# [What you are asked to do]
From the line that contains "the green shrub" to the last line of the entries, write each line out exactly; include both ends and nothing else.

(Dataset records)
━━━
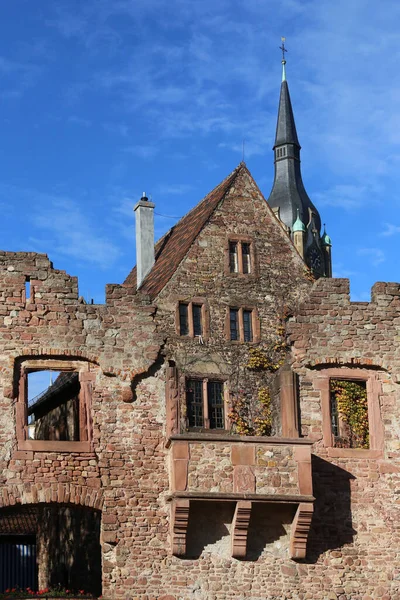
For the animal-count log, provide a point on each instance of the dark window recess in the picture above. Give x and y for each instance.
(247, 326)
(334, 415)
(215, 394)
(194, 402)
(53, 406)
(233, 257)
(234, 323)
(197, 326)
(183, 319)
(246, 258)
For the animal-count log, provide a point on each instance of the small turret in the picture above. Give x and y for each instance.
(327, 252)
(288, 196)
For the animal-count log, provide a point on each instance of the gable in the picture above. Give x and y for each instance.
(235, 207)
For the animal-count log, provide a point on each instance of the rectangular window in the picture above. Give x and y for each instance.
(194, 402)
(215, 393)
(241, 324)
(240, 257)
(233, 257)
(205, 404)
(183, 319)
(234, 323)
(246, 258)
(191, 318)
(197, 319)
(54, 404)
(349, 413)
(247, 325)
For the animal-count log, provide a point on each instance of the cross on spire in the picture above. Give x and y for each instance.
(283, 50)
(283, 58)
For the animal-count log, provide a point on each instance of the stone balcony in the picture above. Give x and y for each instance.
(243, 470)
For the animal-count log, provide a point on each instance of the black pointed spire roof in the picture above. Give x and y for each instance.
(285, 128)
(288, 192)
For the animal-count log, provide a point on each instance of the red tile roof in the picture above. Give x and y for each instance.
(174, 245)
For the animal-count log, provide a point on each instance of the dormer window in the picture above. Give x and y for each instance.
(241, 258)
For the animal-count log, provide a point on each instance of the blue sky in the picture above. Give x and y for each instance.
(101, 100)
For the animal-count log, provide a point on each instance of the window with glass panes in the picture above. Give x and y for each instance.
(205, 403)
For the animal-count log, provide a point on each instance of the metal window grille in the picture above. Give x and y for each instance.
(197, 325)
(334, 415)
(194, 402)
(247, 326)
(216, 404)
(233, 257)
(234, 323)
(183, 319)
(18, 567)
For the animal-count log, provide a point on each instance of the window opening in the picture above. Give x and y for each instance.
(197, 325)
(241, 324)
(191, 319)
(240, 257)
(53, 405)
(247, 326)
(349, 413)
(216, 404)
(233, 257)
(205, 404)
(183, 319)
(246, 258)
(234, 323)
(194, 402)
(27, 289)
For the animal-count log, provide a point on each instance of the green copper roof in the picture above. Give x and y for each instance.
(298, 225)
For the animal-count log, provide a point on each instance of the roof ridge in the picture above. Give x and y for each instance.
(176, 242)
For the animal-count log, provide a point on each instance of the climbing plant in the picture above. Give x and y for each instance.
(352, 408)
(253, 415)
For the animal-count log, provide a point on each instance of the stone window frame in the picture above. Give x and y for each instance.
(86, 379)
(255, 323)
(240, 239)
(226, 404)
(374, 391)
(199, 301)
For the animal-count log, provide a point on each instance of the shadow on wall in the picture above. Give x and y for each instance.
(332, 523)
(63, 538)
(269, 530)
(210, 527)
(70, 547)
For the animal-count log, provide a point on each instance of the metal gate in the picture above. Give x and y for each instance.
(18, 567)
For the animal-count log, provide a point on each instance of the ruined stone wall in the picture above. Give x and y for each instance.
(277, 282)
(354, 539)
(116, 344)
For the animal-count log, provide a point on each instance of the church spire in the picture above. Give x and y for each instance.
(288, 197)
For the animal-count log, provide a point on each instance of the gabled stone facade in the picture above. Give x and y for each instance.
(147, 505)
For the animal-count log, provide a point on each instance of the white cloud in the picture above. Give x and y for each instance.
(390, 230)
(376, 255)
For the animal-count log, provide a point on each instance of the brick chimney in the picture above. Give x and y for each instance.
(144, 213)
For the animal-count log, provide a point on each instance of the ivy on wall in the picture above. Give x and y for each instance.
(254, 415)
(352, 408)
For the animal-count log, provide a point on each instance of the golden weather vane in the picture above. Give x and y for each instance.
(283, 50)
(283, 58)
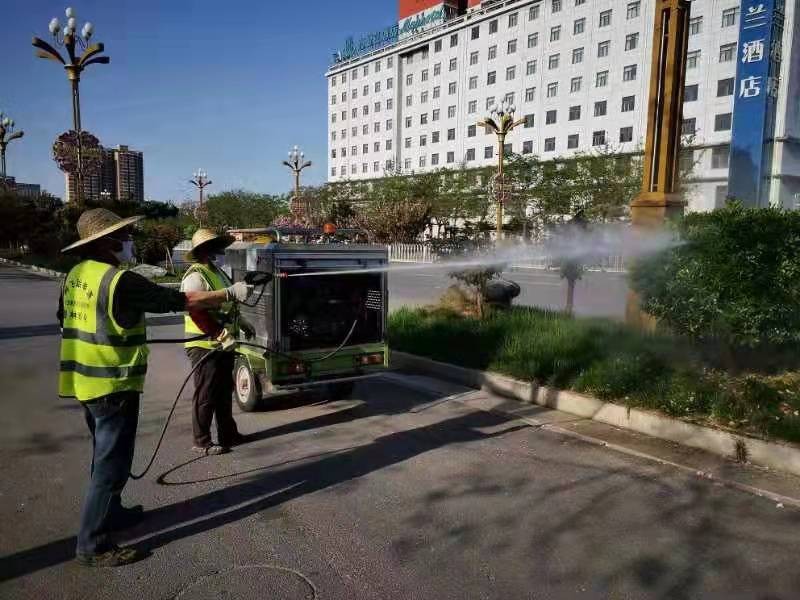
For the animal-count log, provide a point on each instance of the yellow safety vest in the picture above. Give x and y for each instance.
(98, 355)
(226, 315)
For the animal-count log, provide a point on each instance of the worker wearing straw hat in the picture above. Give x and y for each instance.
(103, 365)
(213, 379)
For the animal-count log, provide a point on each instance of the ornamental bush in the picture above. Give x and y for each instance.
(734, 279)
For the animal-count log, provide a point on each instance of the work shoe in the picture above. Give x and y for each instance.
(115, 557)
(125, 518)
(211, 450)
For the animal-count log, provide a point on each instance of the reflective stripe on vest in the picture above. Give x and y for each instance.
(226, 315)
(98, 355)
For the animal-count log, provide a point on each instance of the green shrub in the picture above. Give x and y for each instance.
(735, 279)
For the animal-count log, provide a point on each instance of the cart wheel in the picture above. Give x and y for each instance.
(247, 389)
(341, 391)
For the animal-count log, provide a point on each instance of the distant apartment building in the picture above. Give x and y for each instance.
(121, 178)
(578, 71)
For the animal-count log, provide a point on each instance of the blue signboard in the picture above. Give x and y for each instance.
(755, 98)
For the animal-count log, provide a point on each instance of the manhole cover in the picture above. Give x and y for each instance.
(251, 582)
━━━
# [Solution for this task]
For the animal-count log, provide a point on each instance of the green shrub in the picture above. Give x and y for each instance.
(735, 279)
For the animal-count log, provide a point on each instance of the cart wheel in the picture above. Give x and y for each instance.
(247, 389)
(341, 391)
For the animal-count log, provide a point on each instance of the distant apartment building in the picture above. Give x and y for each instance.
(121, 178)
(578, 71)
For the animal-count log, provide a point on each instance of the blue signboard in the picture above. Give x and y for each instance.
(755, 98)
For the animal-count log, provide a point on each instance of the manhole cover in the picture above. Give x and y for each instance.
(251, 582)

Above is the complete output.